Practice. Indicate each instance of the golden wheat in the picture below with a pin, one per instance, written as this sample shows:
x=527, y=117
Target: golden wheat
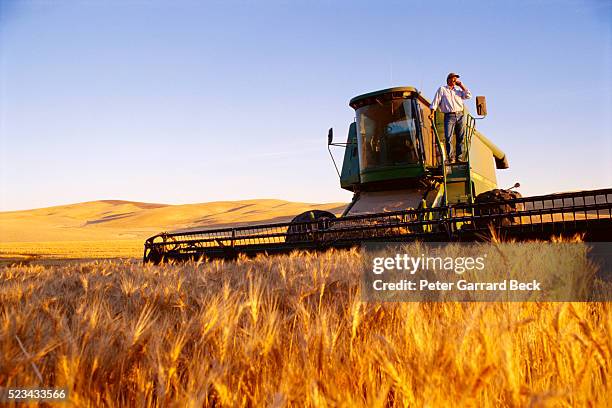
x=287, y=331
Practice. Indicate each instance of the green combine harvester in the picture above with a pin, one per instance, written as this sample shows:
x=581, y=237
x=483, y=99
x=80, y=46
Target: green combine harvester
x=404, y=190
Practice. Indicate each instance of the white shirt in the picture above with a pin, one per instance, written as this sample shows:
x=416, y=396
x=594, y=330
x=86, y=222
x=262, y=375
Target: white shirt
x=450, y=99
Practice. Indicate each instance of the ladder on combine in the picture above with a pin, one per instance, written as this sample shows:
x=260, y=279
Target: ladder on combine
x=458, y=176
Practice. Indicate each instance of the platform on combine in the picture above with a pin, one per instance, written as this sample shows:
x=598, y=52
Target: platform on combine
x=586, y=212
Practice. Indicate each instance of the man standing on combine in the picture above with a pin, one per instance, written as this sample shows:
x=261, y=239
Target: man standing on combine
x=450, y=100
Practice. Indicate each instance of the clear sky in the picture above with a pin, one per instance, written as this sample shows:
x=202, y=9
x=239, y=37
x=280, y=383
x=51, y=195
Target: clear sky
x=188, y=101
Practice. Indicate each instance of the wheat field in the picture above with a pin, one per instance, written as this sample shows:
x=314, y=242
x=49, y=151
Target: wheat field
x=287, y=331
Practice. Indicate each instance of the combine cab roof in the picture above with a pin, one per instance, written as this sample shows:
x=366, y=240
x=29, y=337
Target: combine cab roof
x=364, y=99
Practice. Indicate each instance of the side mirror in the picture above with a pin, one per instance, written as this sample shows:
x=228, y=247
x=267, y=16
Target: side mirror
x=481, y=105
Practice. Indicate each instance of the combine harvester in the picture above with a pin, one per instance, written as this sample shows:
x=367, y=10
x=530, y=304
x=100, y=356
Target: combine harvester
x=404, y=190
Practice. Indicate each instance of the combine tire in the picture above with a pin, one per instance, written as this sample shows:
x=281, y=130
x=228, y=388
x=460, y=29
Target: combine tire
x=495, y=202
x=317, y=221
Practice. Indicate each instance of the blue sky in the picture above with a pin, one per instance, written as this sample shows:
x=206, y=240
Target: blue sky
x=181, y=102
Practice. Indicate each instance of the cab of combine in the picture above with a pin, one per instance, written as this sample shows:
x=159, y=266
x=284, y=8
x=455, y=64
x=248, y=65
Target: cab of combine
x=394, y=157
+ + + + + + +
Task prompt - Reproduce all of the entries above, substituting "Mark" for every occurrence of "Indicate" and keeping everything else the same. Omit the pictures from your answer.

Full answer -
Practice. Mark each instance of the golden wheat in the picture below with a pin, one per instance, written as this sample shows:
x=527, y=117
Target: golden wheat
x=287, y=331
Practice. Mark each instance of the green combine harvester in the picture above with a pin, one per instance, written as this sample shows:
x=581, y=237
x=483, y=99
x=80, y=46
Target: green combine harvester
x=404, y=190
Practice. Mark each instance of the white shirt in the picture above with a pin, one per instance, written as this sample shows:
x=416, y=396
x=594, y=330
x=86, y=222
x=262, y=375
Target: white shirt
x=450, y=99
Practice. Mark each instance of the ladder on combine in the picture above with a pin, one per instance, written as this sample shows:
x=260, y=279
Target: ladder on combine
x=458, y=176
Practice. Mark each instance of the platform on combine in the picture above with a pin, one per instance, written as this sample shows:
x=598, y=52
Target: platform on combine
x=586, y=212
Practice. Mark each instance of the man standing on combine in the picture above with a pin, one per instance, written as this sample shows:
x=261, y=239
Target: man standing on combine
x=450, y=100
Practice. Mark each instance of the clear sky in the picture above with a pin, one per instance, written as this sample shows:
x=202, y=9
x=239, y=37
x=280, y=383
x=51, y=195
Target: clear sky
x=188, y=101
Practice. Mark each instance of the wheat field in the picture above with a pin, one per instance, written as this sample shows:
x=314, y=242
x=49, y=151
Target: wheat field
x=287, y=331
Practice. Mark each instance of the combine cab roof in the picture above with a pin, one per instance, written as this sample shows:
x=366, y=240
x=29, y=337
Target: combine cab roof
x=364, y=99
Practice. Mark each instance of the side mirror in the picture above with a pin, one per instance, written as this sample shows:
x=228, y=247
x=267, y=16
Target: side mirror
x=481, y=105
Practice. Mark each instance of the combine harvester in the picture above with a pin, one per instance, written as this sample shows:
x=367, y=10
x=530, y=304
x=100, y=356
Target: combine harvester
x=404, y=190
Practice. Mark each instance of the combine tire in the picture above with a pin, one per instance, written as this sample shows:
x=281, y=130
x=228, y=388
x=460, y=29
Target: combine tire
x=495, y=202
x=317, y=221
Practice. Mark each instance of the blue sky in the picture above with a pin, one per instance, written as this sample shows:
x=206, y=240
Target: blue sky
x=181, y=102
Practice. Mark each instance of the cab of combine in the picture above with a pin, one per instance, written as this sample shows:
x=159, y=266
x=284, y=8
x=455, y=64
x=248, y=65
Target: cab of combine
x=394, y=157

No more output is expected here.